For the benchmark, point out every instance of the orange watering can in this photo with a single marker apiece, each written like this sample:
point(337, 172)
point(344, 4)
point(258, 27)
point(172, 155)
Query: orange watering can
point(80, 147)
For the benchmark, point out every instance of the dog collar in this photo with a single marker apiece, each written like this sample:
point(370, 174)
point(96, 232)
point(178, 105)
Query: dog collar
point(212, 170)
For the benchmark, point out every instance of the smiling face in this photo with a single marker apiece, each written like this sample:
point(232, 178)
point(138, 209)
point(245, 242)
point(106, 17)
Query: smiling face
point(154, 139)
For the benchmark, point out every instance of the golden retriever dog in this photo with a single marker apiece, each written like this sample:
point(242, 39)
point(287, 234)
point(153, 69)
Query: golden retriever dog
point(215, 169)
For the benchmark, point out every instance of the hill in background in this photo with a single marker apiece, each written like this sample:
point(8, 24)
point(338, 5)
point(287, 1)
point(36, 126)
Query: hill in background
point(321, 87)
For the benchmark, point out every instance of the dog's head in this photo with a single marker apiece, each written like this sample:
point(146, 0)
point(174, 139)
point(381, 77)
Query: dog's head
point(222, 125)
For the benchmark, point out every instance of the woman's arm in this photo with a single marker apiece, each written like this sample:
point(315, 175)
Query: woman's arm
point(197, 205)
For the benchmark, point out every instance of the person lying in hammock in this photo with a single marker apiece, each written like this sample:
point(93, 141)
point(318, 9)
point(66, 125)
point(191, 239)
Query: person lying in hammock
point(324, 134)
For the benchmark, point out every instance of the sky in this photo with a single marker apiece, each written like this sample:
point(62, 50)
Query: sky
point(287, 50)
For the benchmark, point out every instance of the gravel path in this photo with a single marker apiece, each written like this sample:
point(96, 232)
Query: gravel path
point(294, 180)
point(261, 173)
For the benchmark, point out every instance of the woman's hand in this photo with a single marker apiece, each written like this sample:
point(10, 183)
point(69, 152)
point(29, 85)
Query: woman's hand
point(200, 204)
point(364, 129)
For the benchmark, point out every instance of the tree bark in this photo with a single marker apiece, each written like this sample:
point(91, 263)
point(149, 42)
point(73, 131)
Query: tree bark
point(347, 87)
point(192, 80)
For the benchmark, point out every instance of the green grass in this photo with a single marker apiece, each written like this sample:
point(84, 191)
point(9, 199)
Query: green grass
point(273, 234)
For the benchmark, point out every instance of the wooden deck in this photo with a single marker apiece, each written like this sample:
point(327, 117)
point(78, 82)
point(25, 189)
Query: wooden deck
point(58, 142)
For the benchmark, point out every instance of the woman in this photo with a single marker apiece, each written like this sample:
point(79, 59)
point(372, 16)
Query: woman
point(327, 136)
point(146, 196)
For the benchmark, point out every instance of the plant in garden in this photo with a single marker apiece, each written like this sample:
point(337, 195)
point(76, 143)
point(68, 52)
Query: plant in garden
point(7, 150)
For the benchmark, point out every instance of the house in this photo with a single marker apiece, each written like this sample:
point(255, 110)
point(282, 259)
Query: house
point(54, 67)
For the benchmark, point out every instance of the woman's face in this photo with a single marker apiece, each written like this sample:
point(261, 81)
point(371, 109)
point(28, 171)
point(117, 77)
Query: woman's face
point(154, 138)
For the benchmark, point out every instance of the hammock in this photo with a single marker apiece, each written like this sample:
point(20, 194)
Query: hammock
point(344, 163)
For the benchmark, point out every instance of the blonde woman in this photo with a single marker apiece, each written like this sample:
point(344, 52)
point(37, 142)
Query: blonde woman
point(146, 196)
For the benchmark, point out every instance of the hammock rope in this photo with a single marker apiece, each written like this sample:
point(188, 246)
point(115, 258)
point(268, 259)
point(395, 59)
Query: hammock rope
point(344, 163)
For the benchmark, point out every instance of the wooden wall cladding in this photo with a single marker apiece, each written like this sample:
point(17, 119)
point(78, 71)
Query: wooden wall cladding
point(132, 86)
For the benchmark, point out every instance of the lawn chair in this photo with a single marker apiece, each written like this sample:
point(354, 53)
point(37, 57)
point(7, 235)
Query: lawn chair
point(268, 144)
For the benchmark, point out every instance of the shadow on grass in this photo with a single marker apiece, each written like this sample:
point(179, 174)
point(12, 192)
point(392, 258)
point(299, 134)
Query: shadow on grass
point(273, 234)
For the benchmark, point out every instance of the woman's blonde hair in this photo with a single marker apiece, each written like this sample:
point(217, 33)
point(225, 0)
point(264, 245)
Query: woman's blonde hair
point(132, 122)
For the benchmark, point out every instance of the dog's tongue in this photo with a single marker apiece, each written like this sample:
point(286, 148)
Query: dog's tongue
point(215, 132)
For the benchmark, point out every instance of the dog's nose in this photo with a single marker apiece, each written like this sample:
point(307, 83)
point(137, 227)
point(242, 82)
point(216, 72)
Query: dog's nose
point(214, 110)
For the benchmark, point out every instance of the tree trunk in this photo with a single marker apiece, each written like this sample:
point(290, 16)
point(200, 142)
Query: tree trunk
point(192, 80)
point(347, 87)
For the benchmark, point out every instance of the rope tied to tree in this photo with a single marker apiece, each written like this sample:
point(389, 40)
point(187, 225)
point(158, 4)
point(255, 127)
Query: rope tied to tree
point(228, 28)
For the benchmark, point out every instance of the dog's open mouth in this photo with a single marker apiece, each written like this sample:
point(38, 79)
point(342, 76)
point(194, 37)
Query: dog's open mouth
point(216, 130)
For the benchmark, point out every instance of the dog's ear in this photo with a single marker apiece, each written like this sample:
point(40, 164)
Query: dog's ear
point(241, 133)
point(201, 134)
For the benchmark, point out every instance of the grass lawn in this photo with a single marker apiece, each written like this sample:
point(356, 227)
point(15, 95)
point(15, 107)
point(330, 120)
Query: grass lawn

* PROBLEM DETAILS
Copy the data above verbatim, starting at the line that contains "For the benchmark, point out every instance of the shadow" and stopping after the line that contains "point(216, 130)". Include both of those lines and nothing else.

* RESULT
For the benchmark, point out every instance of the shadow on grass in this photo with a single marker apiece, each written like this sample:
point(179, 174)
point(12, 192)
point(392, 258)
point(299, 134)
Query: shadow on grass
point(273, 234)
For the benchmark, point out every instance of the woman's blonde hair in this photo with a single marker apiece, each written like this sample:
point(217, 33)
point(225, 0)
point(264, 245)
Query: woman's blonde hair
point(132, 122)
For the benchmark, point out every instance of the dog's tongue in this photo with a single marker apiece, each written like this sample:
point(286, 148)
Query: dog's tongue
point(215, 132)
For the benchmark, point out every instance of the dog's nose in this photo with a single marker apiece, each written like this sample:
point(307, 83)
point(137, 227)
point(242, 82)
point(216, 72)
Query: dog's nose
point(214, 110)
For the benchmark, point out every instance of the tree trunk in this photo with a single marker apiece, each written like this sample:
point(290, 16)
point(200, 142)
Query: tree trunk
point(192, 80)
point(347, 87)
For the benchmark, point out every instance of the rope tied to tree in this photo with a single marker apiece, each written like this sample:
point(389, 40)
point(187, 225)
point(158, 4)
point(255, 127)
Query: rope tied to tree
point(228, 28)
For the benchmark, point out every instance of the dog's open mouth in this photo with a single marker apiece, each written like this sample:
point(38, 79)
point(342, 76)
point(194, 37)
Query: dog's open mouth
point(216, 130)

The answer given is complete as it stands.